● Stated problem
Rewrite the passage of the post on negative interest rates between "The ECB will" and "expected to pass.", inclusive, changing "hesitant" to "reluctant".

Monday, January 19, 2015
If you think you've got it bad because your bank pays you just 0.10 percent (or even 0.01 percent) for keeping your money in a savings account, consider the plight of European bank customers.
Many European banks (such as those in Sweden, Switzerland, Denmark, etc.) pay negative interest. Depositors are actually charged to keep their money in an account. In essence, depositors are lending money to borrowers for free. Consequently, the banks are making money coming and going; both borrowing and lending.
The idea is to dissuade people from saving and instead encourage spending, with the hope that this will stimulate the economy.
While high interest rates discourage borrowing and encourage saving, low rates have the inverse effect.
However, the central banks in some countries are also attempting to make their currencies less valuable. A lower valued currency makes exports cheaper, and increasing exports can also stimulate an economy.
The European Central Bank (ECB), for example, cut a key interest rate below zero in June — the rate it pays to banks on reserves held at the ECB. The idea is to compel banks to lend money, rather than lose principle by having it sit idly at the central bank.
The ECB will vote this week on whether to engage in a money-printing / bond-buying scheme known as "quantitative easing." However, due to Germany's history with hyperinflation after WWI, it has been hesitant to approve such a strategy, which is intended to stimulate the eurozone economy and combat deflation. Despite this, the plan is expected to pass.
A "quantitative easing" program of this type would drive down the value of the euro, pushing higher the value of other currencies, such as the dollar.
These are strange times indeed, and policy makers are willing to employ the most extreme measures to stimulate their economies, fight deflation, and boost exports.
However, negative interest rates can have unintended consequences, such as compelling depositors to remove their money from banks and seek higher yielding assets or investments.
Money market funds, for example, can plunge as investors exit. Yet, money markets are key sources of short term financing for banks and corporations. If money markets crash, the entire financial system would be thrown into turmoil.
Most critically, when a central bank offers negative interest rates, other banks are disinclined to keep deposits parked there. Rather than encouraging lending (the desired outcome), this can instead cause increased speculation and risk taking through "yield chasing."
While the Federal Reserve and US banks are not (yet) offering negative rates, they could be compelled to follow Europe's lead to fight deflation, or to help boost US exports and lower the massive trade deficit.
A financial crisis can quickly become an economic crisis, and both can lead to contagion. The 2008 financial crisis, which initiated in the US, quickly went global. The international response became a game of follow the leader.

● Given entries
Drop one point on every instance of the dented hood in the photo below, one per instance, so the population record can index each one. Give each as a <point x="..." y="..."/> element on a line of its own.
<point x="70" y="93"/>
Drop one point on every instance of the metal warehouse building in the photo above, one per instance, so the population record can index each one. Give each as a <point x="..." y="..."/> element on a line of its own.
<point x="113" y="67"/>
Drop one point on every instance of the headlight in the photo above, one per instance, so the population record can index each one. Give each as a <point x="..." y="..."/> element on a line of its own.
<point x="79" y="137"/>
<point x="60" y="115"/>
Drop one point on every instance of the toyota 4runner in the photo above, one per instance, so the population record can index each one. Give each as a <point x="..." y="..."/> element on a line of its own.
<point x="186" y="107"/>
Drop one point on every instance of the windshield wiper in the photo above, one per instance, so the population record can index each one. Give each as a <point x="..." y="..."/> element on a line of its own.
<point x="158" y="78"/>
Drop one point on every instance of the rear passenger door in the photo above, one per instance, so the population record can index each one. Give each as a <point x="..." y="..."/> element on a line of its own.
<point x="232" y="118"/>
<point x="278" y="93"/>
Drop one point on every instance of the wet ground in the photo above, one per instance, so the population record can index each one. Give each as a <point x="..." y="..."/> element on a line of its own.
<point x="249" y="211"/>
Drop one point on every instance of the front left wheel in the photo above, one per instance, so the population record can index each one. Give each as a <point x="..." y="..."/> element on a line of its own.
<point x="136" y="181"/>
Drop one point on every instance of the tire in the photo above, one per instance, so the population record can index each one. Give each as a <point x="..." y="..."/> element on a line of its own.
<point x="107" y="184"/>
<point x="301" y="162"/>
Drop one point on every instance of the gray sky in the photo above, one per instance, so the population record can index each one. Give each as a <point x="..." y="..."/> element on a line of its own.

● Result of this task
The ECB will vote this week on whether to engage in a money-printing / bond-buying scheme known as "quantitative easing." However, due to Germany's history with hyperinflation after WWI, it has been reluctant to approve such a strategy, which is intended to stimulate the eurozone economy and combat deflation. Despite this, the plan is expected to pass.